→ **Extracted data**:

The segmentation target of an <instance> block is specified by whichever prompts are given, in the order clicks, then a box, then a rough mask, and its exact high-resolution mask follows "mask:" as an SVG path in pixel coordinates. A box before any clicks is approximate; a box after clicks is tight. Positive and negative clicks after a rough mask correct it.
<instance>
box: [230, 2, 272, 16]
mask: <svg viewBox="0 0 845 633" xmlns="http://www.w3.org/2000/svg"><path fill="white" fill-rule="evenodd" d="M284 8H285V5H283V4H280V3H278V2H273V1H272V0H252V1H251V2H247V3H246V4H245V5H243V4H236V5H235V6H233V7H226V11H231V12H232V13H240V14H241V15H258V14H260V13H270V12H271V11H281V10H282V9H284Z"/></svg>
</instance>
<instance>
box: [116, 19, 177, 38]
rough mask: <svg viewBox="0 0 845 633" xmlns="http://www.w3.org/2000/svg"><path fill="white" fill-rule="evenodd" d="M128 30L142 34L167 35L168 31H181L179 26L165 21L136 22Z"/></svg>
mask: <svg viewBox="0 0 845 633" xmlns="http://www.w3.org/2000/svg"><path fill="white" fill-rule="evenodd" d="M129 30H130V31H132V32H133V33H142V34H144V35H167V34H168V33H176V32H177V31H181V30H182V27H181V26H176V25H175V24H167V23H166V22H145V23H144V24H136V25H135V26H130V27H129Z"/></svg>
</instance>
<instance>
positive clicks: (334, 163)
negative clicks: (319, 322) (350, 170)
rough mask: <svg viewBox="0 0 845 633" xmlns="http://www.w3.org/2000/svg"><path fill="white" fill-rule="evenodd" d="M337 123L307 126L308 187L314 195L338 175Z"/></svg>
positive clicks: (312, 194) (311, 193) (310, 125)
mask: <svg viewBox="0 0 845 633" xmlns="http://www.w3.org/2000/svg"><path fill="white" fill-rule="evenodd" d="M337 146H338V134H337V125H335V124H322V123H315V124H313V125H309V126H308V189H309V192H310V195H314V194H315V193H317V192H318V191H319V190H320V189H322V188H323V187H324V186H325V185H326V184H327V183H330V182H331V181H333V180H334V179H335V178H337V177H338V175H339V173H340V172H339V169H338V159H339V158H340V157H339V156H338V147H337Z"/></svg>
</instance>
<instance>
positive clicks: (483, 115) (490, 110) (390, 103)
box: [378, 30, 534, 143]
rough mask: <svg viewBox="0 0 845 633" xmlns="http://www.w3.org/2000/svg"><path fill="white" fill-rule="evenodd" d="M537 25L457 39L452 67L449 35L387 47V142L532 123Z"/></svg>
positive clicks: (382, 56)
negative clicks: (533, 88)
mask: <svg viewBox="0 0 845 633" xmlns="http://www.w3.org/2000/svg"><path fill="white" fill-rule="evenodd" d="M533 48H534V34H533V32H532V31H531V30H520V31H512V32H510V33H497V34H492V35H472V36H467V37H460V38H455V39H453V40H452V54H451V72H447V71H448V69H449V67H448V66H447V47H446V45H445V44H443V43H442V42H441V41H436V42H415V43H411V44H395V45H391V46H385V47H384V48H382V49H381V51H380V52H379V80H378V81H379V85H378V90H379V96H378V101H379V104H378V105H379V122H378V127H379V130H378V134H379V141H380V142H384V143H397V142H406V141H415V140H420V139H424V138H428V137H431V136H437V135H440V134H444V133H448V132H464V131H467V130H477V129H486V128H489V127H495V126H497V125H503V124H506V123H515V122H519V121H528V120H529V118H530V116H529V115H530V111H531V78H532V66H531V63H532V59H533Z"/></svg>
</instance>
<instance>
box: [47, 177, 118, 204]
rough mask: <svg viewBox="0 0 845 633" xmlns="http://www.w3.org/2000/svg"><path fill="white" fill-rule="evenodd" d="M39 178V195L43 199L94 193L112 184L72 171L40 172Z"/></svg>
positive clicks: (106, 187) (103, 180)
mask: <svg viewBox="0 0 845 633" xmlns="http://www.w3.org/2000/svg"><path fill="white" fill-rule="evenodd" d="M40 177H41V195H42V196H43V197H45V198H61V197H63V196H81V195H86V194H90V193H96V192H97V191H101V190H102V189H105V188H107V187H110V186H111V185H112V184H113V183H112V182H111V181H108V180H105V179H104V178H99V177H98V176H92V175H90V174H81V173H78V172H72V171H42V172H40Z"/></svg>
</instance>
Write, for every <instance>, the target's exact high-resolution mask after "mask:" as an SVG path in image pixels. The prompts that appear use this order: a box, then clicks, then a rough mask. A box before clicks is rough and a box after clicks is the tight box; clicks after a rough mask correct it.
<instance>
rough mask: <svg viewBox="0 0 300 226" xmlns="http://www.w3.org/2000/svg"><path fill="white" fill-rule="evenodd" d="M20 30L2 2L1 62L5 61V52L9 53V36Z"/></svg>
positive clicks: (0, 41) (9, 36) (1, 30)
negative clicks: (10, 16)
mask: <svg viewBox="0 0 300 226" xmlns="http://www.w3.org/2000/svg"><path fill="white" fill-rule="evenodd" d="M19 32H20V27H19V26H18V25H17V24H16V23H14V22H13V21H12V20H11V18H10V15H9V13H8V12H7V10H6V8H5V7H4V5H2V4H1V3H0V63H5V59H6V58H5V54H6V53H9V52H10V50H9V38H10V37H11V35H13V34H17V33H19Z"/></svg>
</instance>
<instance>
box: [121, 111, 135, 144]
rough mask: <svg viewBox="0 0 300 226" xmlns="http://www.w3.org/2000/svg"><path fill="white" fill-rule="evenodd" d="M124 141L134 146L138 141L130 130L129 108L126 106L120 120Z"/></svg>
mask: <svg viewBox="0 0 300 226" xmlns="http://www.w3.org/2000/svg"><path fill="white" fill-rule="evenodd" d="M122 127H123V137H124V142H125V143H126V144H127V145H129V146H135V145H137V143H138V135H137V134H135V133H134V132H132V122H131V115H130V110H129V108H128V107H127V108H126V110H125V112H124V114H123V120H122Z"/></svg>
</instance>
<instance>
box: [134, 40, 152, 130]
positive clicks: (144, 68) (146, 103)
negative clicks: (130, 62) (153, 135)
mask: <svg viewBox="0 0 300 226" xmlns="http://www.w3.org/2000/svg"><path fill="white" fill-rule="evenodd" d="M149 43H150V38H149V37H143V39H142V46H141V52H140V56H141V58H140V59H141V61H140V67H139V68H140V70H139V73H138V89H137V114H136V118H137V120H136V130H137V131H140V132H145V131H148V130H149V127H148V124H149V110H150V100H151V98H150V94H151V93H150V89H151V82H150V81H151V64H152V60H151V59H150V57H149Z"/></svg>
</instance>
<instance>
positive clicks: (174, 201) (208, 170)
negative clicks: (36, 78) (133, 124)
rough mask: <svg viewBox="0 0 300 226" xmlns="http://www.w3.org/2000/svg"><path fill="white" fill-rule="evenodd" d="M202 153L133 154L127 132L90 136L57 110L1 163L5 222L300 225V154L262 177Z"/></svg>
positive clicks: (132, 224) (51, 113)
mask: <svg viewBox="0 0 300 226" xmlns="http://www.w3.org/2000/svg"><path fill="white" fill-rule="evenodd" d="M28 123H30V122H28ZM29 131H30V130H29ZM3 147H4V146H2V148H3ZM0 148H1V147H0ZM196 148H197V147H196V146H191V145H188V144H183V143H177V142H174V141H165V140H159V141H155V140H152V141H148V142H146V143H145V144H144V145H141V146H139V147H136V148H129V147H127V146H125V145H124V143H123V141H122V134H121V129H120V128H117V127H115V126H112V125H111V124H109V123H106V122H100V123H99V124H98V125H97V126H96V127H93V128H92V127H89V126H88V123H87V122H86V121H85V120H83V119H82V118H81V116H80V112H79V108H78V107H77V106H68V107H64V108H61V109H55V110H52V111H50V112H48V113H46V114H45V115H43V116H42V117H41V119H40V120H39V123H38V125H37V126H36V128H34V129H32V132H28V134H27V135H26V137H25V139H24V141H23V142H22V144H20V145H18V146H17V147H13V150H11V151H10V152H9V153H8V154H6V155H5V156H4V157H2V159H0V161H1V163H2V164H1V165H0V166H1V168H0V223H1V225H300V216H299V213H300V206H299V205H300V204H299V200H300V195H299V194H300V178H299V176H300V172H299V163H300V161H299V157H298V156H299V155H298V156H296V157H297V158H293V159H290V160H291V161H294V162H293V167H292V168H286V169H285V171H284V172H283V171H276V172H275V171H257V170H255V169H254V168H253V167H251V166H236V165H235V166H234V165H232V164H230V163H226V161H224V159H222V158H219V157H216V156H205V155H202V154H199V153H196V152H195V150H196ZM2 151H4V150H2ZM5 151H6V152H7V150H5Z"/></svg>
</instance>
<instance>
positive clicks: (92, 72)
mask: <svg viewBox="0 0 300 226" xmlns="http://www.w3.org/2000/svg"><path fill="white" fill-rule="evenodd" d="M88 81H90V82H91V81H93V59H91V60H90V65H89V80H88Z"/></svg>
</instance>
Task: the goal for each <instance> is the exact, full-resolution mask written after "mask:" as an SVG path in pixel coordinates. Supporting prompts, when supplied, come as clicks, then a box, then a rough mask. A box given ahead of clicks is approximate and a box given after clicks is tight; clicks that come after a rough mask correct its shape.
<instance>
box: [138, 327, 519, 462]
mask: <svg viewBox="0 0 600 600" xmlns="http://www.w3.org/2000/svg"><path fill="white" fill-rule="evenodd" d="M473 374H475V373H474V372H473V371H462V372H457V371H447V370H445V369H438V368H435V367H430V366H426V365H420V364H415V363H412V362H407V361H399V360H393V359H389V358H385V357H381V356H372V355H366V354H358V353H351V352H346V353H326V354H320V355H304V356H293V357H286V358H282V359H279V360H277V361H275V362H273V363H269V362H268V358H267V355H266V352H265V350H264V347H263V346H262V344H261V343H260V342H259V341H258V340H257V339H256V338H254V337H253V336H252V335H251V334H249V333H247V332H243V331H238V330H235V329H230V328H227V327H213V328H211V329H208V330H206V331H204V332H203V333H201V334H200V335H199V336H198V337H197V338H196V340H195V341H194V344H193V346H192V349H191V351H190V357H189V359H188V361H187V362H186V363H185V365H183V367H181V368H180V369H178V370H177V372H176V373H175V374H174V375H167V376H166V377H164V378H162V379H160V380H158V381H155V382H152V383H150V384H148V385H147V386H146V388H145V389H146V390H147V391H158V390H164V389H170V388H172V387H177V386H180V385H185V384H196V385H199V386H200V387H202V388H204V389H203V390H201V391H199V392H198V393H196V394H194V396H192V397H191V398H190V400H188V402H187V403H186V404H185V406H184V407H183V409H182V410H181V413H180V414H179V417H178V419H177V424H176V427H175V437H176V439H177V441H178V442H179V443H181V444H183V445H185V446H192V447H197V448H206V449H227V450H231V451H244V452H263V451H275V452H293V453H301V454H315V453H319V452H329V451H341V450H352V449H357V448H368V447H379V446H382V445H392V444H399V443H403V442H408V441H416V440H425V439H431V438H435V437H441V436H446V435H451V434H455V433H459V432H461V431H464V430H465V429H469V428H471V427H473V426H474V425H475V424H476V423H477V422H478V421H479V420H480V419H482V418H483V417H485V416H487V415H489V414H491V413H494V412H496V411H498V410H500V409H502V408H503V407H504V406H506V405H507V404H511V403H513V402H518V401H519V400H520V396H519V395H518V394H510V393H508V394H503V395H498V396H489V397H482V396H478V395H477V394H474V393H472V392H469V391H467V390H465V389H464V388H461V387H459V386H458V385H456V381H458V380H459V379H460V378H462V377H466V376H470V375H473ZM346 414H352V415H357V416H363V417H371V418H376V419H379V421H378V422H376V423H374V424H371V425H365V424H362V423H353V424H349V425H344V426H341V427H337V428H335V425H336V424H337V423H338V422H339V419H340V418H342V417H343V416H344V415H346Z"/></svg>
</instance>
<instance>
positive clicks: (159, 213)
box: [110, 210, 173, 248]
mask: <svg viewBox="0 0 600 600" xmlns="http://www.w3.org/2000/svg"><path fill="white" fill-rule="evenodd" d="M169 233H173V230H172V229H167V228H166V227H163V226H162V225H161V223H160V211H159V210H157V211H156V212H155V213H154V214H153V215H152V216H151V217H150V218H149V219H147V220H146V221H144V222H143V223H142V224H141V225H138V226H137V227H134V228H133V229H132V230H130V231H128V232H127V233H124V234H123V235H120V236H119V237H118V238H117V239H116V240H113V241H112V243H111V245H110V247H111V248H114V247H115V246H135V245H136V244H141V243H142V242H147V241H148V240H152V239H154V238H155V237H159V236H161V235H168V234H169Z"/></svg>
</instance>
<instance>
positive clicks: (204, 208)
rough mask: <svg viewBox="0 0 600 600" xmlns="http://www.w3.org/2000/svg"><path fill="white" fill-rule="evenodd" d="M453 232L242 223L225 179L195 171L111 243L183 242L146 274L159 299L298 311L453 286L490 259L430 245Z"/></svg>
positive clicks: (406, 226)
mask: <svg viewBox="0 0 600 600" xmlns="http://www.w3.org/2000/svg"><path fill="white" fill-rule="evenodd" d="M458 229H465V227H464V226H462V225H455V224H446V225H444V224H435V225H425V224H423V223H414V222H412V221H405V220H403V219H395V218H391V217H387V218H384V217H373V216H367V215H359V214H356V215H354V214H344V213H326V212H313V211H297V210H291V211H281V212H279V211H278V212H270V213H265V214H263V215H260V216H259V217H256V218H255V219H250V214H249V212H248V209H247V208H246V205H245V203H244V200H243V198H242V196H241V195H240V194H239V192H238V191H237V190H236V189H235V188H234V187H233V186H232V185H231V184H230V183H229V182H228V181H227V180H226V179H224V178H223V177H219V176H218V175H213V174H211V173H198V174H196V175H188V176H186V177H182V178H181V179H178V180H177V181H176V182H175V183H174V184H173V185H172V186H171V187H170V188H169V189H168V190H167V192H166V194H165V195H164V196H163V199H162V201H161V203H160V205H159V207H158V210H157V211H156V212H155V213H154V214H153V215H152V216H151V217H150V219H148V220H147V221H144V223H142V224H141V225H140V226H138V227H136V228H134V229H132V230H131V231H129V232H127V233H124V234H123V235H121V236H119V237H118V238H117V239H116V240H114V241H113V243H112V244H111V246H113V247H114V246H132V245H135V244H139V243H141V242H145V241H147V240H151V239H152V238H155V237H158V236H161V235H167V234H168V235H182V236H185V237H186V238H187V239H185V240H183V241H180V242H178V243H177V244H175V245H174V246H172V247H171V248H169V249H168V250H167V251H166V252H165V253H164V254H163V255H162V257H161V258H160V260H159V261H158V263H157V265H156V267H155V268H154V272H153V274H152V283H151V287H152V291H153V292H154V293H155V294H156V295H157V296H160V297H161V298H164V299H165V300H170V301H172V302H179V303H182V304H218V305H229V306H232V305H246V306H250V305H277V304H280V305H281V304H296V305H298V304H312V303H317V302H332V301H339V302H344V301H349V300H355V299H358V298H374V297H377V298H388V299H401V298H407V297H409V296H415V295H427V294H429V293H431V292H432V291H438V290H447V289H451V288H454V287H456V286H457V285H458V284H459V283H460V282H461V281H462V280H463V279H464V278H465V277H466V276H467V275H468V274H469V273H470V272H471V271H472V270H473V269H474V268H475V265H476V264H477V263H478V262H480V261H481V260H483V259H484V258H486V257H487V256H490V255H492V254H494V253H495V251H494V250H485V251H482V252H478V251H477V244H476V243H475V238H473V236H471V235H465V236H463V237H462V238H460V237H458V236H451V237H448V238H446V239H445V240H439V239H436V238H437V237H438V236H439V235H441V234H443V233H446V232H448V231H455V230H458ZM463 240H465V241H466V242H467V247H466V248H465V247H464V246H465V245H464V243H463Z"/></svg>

→ **Your objective**:
Give the number of lines in the records that contain the string "before", and write nothing besides that number.

→ **Finished exercise**:
2